(Supplied data begins)
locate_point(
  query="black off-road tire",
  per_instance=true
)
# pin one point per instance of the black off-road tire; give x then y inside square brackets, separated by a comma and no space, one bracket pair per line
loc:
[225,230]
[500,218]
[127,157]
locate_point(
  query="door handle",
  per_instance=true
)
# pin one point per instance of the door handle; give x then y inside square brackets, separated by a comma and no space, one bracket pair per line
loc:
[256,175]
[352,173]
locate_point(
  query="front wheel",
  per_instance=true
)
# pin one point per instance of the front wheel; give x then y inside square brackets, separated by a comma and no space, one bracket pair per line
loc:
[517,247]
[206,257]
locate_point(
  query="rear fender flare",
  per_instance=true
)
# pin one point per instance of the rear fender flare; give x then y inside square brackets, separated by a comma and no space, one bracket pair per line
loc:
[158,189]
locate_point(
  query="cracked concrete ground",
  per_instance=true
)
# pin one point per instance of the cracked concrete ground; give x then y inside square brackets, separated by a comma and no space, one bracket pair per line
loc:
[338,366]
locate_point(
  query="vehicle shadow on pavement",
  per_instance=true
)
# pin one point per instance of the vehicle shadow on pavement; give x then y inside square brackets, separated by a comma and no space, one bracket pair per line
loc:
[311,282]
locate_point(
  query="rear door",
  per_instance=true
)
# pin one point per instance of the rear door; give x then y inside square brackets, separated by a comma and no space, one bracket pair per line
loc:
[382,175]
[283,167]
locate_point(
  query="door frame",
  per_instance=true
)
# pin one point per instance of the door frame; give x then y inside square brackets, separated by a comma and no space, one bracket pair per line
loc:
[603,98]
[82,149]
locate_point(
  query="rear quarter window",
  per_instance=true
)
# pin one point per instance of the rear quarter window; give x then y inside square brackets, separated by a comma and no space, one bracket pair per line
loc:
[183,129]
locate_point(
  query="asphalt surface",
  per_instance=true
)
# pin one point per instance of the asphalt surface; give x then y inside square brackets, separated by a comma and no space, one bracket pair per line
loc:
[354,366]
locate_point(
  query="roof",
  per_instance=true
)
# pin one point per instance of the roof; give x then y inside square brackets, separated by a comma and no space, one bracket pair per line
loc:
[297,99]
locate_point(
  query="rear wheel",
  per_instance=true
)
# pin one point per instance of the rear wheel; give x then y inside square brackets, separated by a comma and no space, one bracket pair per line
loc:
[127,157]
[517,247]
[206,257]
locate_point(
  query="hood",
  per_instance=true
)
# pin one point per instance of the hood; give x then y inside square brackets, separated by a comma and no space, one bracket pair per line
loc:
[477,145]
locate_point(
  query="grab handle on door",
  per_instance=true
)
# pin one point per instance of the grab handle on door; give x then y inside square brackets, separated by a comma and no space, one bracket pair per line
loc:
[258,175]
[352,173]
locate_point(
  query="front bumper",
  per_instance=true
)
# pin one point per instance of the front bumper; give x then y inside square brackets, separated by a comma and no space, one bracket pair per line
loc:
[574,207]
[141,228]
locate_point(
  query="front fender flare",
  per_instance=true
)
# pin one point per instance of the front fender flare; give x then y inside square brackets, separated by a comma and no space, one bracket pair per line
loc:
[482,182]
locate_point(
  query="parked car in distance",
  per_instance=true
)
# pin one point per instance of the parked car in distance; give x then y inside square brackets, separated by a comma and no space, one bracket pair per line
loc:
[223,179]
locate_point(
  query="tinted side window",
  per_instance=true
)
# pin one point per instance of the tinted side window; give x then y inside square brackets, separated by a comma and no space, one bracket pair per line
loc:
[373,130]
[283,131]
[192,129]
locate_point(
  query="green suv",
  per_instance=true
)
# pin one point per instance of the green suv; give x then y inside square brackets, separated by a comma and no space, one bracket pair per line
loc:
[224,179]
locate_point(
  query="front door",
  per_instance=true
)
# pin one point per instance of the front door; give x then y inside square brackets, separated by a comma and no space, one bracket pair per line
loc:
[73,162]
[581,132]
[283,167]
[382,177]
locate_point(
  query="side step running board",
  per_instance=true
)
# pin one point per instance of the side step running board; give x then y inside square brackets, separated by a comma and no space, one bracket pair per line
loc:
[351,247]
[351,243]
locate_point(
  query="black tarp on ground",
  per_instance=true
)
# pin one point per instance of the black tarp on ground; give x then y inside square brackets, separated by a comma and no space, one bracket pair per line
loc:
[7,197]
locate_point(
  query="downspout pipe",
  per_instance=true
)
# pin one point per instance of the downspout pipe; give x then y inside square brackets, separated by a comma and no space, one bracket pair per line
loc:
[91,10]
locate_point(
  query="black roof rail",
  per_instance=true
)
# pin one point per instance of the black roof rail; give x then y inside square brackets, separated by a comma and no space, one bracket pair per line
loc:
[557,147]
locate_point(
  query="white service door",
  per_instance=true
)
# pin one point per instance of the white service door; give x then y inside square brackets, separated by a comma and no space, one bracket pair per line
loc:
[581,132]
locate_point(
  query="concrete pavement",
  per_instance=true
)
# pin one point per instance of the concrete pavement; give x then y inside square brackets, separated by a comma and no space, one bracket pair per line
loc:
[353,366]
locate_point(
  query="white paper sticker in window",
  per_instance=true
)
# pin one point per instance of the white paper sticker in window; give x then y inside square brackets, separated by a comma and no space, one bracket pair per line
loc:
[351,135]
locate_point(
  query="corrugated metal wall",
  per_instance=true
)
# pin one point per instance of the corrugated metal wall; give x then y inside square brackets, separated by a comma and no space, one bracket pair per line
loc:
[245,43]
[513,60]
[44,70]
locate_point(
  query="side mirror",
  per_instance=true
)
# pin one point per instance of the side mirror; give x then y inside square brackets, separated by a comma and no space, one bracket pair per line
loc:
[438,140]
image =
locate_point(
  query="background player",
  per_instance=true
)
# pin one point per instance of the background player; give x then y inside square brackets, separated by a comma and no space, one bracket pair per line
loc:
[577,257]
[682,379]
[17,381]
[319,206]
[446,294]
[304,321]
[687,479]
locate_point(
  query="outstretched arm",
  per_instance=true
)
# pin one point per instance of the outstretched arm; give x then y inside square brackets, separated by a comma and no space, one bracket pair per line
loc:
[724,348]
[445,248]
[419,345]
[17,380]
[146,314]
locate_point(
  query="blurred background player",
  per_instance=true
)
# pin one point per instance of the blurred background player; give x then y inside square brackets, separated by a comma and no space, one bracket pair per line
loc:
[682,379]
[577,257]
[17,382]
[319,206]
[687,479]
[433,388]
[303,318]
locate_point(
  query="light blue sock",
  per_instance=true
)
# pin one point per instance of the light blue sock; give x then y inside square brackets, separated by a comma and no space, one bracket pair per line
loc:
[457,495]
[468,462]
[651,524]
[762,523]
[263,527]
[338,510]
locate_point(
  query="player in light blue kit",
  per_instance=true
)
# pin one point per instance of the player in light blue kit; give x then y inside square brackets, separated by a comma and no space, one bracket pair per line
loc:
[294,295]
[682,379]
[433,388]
(Supplied data ends)
→ **Required work**: Gather each line in the data that holds the string "green".

→ **Answer for this exercise**:
  query="green suv",
# pin one point per instance of the green suv; give x then y inside square brackets, separated by a comma and no space, one bracket pair per line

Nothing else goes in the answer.